═══ Dataset entries ═══
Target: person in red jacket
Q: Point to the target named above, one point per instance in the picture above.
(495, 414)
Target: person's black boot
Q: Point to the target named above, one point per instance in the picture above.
═══
Write out the data above again, word for word.

Target: person in red jacket
Q: Point to the target named above, one point per instance in the picture above.
(495, 414)
Target: person's black boot
Q: Point to the target named above, one point per instance in the picture above.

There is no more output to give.